** Brief **
Nothing in the data may be omitted; output it all verbatim.

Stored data
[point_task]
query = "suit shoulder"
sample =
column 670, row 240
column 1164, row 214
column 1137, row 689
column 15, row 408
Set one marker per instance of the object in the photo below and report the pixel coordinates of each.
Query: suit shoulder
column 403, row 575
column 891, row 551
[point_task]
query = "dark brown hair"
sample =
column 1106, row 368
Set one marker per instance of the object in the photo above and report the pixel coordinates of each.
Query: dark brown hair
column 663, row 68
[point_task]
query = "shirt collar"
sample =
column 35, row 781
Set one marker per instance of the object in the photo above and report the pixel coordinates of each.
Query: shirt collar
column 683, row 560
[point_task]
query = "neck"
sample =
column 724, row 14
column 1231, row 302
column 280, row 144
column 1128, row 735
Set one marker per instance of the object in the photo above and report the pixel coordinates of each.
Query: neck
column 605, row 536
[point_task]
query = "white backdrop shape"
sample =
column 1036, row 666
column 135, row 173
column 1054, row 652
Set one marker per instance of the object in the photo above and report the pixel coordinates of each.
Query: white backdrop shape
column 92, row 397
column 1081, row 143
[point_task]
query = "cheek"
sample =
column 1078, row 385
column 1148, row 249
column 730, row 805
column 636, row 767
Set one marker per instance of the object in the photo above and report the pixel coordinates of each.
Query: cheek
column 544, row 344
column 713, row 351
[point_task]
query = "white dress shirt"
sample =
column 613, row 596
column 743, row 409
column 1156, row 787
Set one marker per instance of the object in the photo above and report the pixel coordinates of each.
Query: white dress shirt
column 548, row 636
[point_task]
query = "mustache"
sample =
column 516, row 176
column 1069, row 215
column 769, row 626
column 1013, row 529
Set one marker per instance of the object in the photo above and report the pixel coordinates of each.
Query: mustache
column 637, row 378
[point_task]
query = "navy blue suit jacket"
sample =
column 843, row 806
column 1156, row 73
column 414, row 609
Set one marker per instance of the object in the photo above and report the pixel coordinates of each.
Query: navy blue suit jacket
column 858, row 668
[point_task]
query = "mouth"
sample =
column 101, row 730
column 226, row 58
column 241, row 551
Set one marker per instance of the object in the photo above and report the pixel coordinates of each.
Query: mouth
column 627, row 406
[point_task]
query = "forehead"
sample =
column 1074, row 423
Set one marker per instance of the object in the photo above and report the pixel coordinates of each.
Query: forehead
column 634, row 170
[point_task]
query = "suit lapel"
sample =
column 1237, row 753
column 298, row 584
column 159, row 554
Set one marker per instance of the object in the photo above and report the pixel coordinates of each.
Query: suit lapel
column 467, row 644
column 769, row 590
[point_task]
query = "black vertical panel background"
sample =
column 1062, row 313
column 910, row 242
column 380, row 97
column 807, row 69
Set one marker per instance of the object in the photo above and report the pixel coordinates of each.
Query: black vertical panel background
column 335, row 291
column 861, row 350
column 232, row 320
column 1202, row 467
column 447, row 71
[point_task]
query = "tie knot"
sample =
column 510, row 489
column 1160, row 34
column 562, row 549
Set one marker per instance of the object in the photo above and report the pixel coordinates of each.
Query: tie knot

** Your solution **
[point_task]
query = "suit shoulder"
sample =
column 670, row 240
column 1164, row 214
column 1137, row 689
column 15, row 408
Set one marker per instance of the object in the photo below and report the pixel coordinates of each.
Query: suit shoulder
column 403, row 575
column 891, row 551
[point_task]
query = "dark brown hair"
sample =
column 1106, row 368
Set one marker per instance of the object in the photo above and report the pixel coordinates of each.
Query: dark brown hair
column 663, row 68
[point_task]
query = "shirt collar"
sample =
column 35, row 781
Set one marker per instance of the object in the photo above and report the pixel coordinates of each.
Query: shirt collar
column 683, row 560
[point_task]
query = "neck"
sample =
column 724, row 14
column 1231, row 302
column 280, row 144
column 1128, row 735
Set one marker per instance of the object in the photo above and report the pixel coordinates of each.
Query: neck
column 605, row 536
[point_task]
query = "white backdrop shape"
sample =
column 1036, row 666
column 135, row 173
column 1054, row 652
Set one marker per instance of the object in the photo above and report the pixel coordinates of each.
Query: white backdrop shape
column 92, row 397
column 1081, row 143
[point_task]
query = "cheek"
sample =
column 1078, row 385
column 1148, row 249
column 730, row 805
column 636, row 767
Set one marker per instance of the object in the photo above and report the pixel coordinates of each.
Query: cheek
column 544, row 344
column 713, row 351
[point_task]
query = "white dress shirt"
sample =
column 613, row 596
column 743, row 409
column 1156, row 787
Set one marker per instance of the object in the photo above and report the pixel coordinates of each.
Query: white dress shirt
column 548, row 636
[point_task]
query = "mustache"
sample =
column 516, row 176
column 1069, row 215
column 769, row 626
column 1013, row 529
Set one marker per instance of the object in the photo above and report the pixel coordinates of each.
Query: mustache
column 637, row 378
[point_task]
query = "navy blue suit jacket"
sample =
column 843, row 806
column 1156, row 73
column 414, row 609
Set one marker per instance of the object in the photo above and report the pixel coordinates of each.
Query: navy blue suit jacket
column 858, row 668
[point_task]
query = "mouth"
sample =
column 101, row 730
column 226, row 58
column 241, row 551
Set one marker per instance of the object in the photo above and report the pixel coordinates of each.
Query: mouth
column 627, row 406
[point_task]
query = "forehead"
sample =
column 1074, row 423
Set one marker per instance of the object in the photo above and report the pixel coordinates of each.
Query: forehead
column 634, row 170
[point_task]
query = "suit lapel"
sample =
column 1237, row 753
column 298, row 584
column 159, row 554
Set one marker per instance of the object in the photo above and report the pixel coordinates of each.
Query: suit lapel
column 467, row 644
column 769, row 590
[point_task]
query = "black vertical panel background"
sample =
column 1062, row 313
column 910, row 242
column 380, row 97
column 807, row 69
Set one marker per instance of the object in the photo above and report the pixel coordinates of each.
Query: black vertical panel background
column 335, row 291
column 861, row 350
column 232, row 320
column 1202, row 467
column 447, row 71
[point_task]
query = "tie knot"
sample =
column 510, row 489
column 1160, row 34
column 562, row 549
Set one marker per instance of the object in the photo above and report the pixel coordinates of each.
Query: tie knot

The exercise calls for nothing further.